**REQUIRED TASK A**: Copy the data-file rows from the line containing "Where can you see the chair backrest" through the final row, swapping "wooden desk" for "writing desk" and leaving everything else unchanged.

**TEXT PROVIDED**:
---+---
A wooden sculpture of a man’s head locked in a vise sits behind Aristotelis Karytinos, general manager of real estate at National Bank of Greece SA and a government adviser on making money from state assets.
“That’s how we’re all feeling lately,” Karytinos said of the figurine perched on a cabinet in the central Athens office, his desk covered in documents he must sift through.
Greece has promised to raise 35 billion euros ($50 billion) from state property by 2015 as part of plans to win more international aid and avoid defaulting on its debt. Like with other bailout conditions, from selling stakes in companies to tax collection, there are complications and delays.
A group of nine domestic banks advising the government must study each property individually to ensure that they are not in litigation or lack permits, topographical studies or restrictions governing their use, Karytinos said.
Greece is the only country in Europe without a centralized registry of deeds. About 40 percent of registered state properties are disputed and an additional 25 percent have “questionable” legal status, George Papaconstantinou, the Greek finance minister until he was replaced on June 17, told lawmakers earlier this year.
“It’s a herculean task,” Diego Iscaro, an economist at research company IHS Global Insight in London, said by telephone yesterday. “There are deep-rooted structural problems related to the assets up for privatization and they can’t be addressed in just a year or two.”
Greek Prime Minister George Papandreou won a confidence vote in parliament in the early hours of yesterday that may improve his prospects of pushing through 78 billion euros of budget cuts. The austerity measures are designed to secure a further 12 billion euros of financial aid to avoid a default.
Karytinos and his colleagues now will redouble efforts to urge the Greek government to enforce a fast-track system to ensure that the real estate assets can make it to market.
“We have a very tight schedule and our major challenge is to find the tools to make sure the process is carried out swiftly and efficiently,” Karytinos, 55, said in an interview at his office on June 7. “Or else it may take a long time to get the property ready.”
There are already delays.
The government passed laws in November to speed up raising money from state property and in December said it aimed to appoint a general secretary for real estate. Nobody has yet been named to the position, the Hellenic Real Estate Corp., the state’s property management arm, said yesterday.
---+---
**Part of a data file**:
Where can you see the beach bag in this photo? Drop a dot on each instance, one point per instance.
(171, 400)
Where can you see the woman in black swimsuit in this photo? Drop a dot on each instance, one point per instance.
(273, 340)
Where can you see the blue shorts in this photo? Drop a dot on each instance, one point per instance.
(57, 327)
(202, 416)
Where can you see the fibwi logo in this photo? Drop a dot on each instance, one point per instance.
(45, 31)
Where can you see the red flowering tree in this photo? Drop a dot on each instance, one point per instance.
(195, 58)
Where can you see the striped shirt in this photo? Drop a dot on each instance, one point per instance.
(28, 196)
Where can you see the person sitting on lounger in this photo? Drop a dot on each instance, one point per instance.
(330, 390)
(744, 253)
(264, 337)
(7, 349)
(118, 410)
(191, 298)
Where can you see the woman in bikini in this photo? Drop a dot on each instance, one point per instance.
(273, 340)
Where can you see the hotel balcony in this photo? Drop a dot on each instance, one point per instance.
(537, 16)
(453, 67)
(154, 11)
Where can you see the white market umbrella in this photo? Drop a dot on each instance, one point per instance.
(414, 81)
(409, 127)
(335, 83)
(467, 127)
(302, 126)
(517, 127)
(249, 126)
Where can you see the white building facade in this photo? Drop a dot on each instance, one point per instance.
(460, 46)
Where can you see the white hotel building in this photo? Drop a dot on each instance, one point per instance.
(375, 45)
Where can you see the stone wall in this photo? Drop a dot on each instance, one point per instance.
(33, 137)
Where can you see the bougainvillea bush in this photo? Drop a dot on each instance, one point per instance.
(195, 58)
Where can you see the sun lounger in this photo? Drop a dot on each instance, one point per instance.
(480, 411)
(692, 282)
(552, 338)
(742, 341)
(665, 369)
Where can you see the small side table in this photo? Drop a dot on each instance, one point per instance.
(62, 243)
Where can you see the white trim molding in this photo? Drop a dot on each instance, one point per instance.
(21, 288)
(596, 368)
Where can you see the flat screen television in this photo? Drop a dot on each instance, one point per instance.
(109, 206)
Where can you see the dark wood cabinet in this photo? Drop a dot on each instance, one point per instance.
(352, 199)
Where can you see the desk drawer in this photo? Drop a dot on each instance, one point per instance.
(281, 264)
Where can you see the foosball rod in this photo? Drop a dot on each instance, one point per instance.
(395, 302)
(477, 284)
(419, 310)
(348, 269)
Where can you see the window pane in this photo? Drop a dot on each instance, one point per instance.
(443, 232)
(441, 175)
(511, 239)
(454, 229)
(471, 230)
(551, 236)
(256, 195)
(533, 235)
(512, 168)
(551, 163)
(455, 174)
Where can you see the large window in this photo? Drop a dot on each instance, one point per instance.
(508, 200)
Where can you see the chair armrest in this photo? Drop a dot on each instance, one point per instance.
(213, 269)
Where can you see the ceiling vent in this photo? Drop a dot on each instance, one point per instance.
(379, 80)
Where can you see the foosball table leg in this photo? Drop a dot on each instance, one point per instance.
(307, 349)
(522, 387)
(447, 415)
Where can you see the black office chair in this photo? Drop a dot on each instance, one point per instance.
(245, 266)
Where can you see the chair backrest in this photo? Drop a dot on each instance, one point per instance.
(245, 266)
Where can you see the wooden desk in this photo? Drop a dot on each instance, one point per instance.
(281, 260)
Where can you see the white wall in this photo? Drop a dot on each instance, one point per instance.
---+---
**REQUIRED TASK B**: According to the article on Greek state property, how much has Greece promised to raise from state property by 2015?

**FULL SOLUTION A**:
Where can you see the chair backrest in this photo? Drop a dot on each instance, one point per instance.
(245, 266)
Where can you see the writing desk in this photo? Drop a dot on each instance, one point per instance.
(281, 260)
Where can you see the white wall in this photo? Drop a dot on each instance, one point per instance.

**FULL SOLUTION B**: 35 billion euros ($50 billion).